ENTRIES ▸
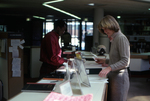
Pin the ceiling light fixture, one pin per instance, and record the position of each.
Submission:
(118, 17)
(57, 9)
(38, 17)
(91, 4)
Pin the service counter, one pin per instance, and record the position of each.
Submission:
(140, 61)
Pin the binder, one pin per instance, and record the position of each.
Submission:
(38, 87)
(93, 70)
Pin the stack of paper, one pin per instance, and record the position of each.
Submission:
(53, 96)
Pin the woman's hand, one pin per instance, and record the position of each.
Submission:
(100, 61)
(104, 72)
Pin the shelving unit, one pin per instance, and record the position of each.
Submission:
(137, 30)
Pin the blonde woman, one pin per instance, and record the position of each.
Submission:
(119, 59)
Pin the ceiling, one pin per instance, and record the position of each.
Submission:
(79, 8)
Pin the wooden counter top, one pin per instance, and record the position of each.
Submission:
(140, 55)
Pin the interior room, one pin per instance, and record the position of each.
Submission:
(31, 20)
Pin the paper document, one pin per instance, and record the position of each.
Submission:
(59, 97)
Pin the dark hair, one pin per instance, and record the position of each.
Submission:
(59, 23)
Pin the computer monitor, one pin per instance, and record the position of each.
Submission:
(81, 71)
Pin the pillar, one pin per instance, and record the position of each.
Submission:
(99, 38)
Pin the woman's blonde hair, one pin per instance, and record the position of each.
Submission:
(108, 22)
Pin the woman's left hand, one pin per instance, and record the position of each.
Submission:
(104, 72)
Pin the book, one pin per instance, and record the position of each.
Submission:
(53, 96)
(59, 79)
(38, 87)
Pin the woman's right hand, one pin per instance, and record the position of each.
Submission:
(100, 61)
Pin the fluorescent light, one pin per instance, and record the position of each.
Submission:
(145, 0)
(118, 17)
(38, 17)
(91, 4)
(28, 19)
(57, 9)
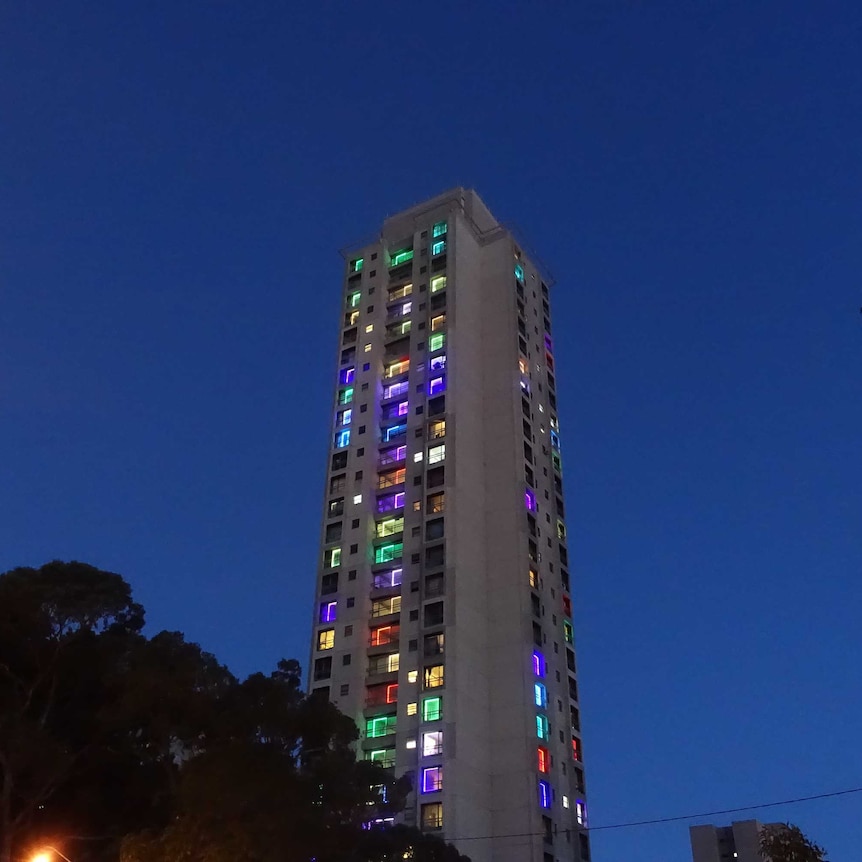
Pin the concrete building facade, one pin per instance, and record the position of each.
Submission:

PROBLEM DESCRIPTION ▸
Copy all of the rows above verbatim, leaving out the pictures.

EXPECTED ANSWER ▸
Pin the ceiling light fixture, one pin per instance, and record the position of each.
Submission:
(118, 17)
(57, 9)
(38, 17)
(91, 4)
Pin the service counter, one pin per instance, and record the position of each.
Submission:
(140, 61)
Pin the binder, one pin per instance, and record the position of each.
Submission:
(38, 87)
(93, 70)
Pin the stack of paper, one pin per instance, and record the position of each.
Submission:
(53, 96)
Pin the woman's hand, one pin per instance, and record the position of each.
Submission:
(100, 61)
(104, 72)
Pin the shelving unit, one pin per instance, and record the position of each.
Submission:
(137, 30)
Pin the blonde woman, one pin per instance, and record the position of each.
Submission:
(119, 59)
Pin the ceiling, one pin per instance, and record the position of each.
Submission:
(79, 8)
Pin the wooden counter top, one pin per instance, and record the position of each.
Submission:
(140, 55)
Pin the interior room, one pin per instance, and record the position of each.
Submission:
(31, 20)
Pin the paper document, one pin per instance, and record the position of each.
Submission:
(59, 97)
Pin the dark hair, one pin per instance, and record the position of each.
Submission:
(59, 23)
Pin the computer monitor, one pin per instance, and record the position of each.
Submission:
(81, 71)
Pin the pillar, one pin per instance, and record the position of each.
Submission:
(99, 38)
Pin the woman's blonde hair, one pin per instance, and record the position of each.
Submission:
(108, 22)
Pin the woman's left hand, one pin per instance, and record the position of each.
Submission:
(104, 72)
Pin the book, one pin per instance, and record the position of each.
Submission:
(53, 96)
(59, 79)
(38, 87)
Pin the woman's right hand, one pin per instance, and record the position of each.
Submission:
(100, 61)
Pin the fluorescent light, one pin per instance, and record the position of each.
Submission:
(145, 0)
(118, 17)
(38, 17)
(91, 4)
(28, 19)
(57, 9)
Pin the concrete building facade, one pin per instance, and record the position of each.
Submission:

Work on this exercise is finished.